## Assignment
Keep the lines exact and the pictures out as you repeat the following listing.

## Information shown
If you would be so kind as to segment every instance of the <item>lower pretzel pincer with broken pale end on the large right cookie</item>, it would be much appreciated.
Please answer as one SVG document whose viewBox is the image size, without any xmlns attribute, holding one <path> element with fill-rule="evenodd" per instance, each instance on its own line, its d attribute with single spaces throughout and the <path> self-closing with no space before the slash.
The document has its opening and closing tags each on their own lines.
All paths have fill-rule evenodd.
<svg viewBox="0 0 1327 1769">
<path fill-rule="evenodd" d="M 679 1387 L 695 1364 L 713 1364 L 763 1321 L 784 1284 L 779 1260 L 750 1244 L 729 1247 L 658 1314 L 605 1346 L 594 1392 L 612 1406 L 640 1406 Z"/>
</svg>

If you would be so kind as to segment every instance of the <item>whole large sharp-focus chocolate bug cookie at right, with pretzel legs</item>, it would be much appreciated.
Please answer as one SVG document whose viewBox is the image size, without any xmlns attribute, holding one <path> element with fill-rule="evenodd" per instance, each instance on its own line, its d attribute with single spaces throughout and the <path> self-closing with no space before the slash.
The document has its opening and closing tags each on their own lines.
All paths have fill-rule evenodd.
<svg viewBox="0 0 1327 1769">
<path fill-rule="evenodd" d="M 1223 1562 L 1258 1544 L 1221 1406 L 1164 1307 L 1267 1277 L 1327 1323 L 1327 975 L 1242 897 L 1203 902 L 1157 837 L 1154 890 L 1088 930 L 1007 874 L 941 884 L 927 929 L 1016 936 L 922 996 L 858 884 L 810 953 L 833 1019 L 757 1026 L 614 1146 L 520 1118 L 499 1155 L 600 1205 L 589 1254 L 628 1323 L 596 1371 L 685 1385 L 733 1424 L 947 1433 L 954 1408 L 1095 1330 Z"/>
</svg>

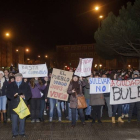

## Your response
If you would be so kind as to segment every instance of the <item>lower pretzel pincer with broken pale end on the large right cookie</item>, it would be much appreciated.
Please answer as one SVG document whose viewBox is the image size, without any xmlns attribute, holding one <path> element with fill-rule="evenodd" per instance, each instance on its own line, its d attribute with single spaces throughout and the <path> self-closing with no space before the slash.
The document has its opening and closing tags each on their own lines.
All paths have fill-rule evenodd.
<svg viewBox="0 0 1327 1769">
<path fill-rule="evenodd" d="M 679 1387 L 695 1364 L 713 1364 L 763 1321 L 784 1284 L 779 1260 L 750 1244 L 729 1247 L 658 1314 L 605 1346 L 594 1392 L 612 1406 L 640 1406 Z"/>
</svg>

If you would be so kind as to segment every instance of the <item>whole large sharp-focus chocolate bug cookie at right, with pretzel legs</item>, it would be much appreciated.
Please answer as one SVG document whose viewBox is the image size, without any xmlns attribute, holding one <path> element with fill-rule="evenodd" per instance, each instance on its own line, its d attribute with single spaces throughout and the <path> self-closing with no space before the slash.
The document has its opening and closing tags each on their own lines.
All paths have fill-rule evenodd.
<svg viewBox="0 0 1327 1769">
<path fill-rule="evenodd" d="M 1223 1562 L 1258 1544 L 1221 1406 L 1164 1307 L 1267 1277 L 1327 1323 L 1327 975 L 1242 897 L 1203 902 L 1157 837 L 1154 890 L 1088 930 L 1007 874 L 941 884 L 927 929 L 1016 936 L 922 996 L 858 884 L 810 953 L 833 1019 L 757 1026 L 614 1146 L 520 1118 L 499 1155 L 600 1205 L 589 1254 L 628 1323 L 596 1371 L 685 1385 L 733 1424 L 947 1433 L 954 1408 L 1095 1330 Z"/>
</svg>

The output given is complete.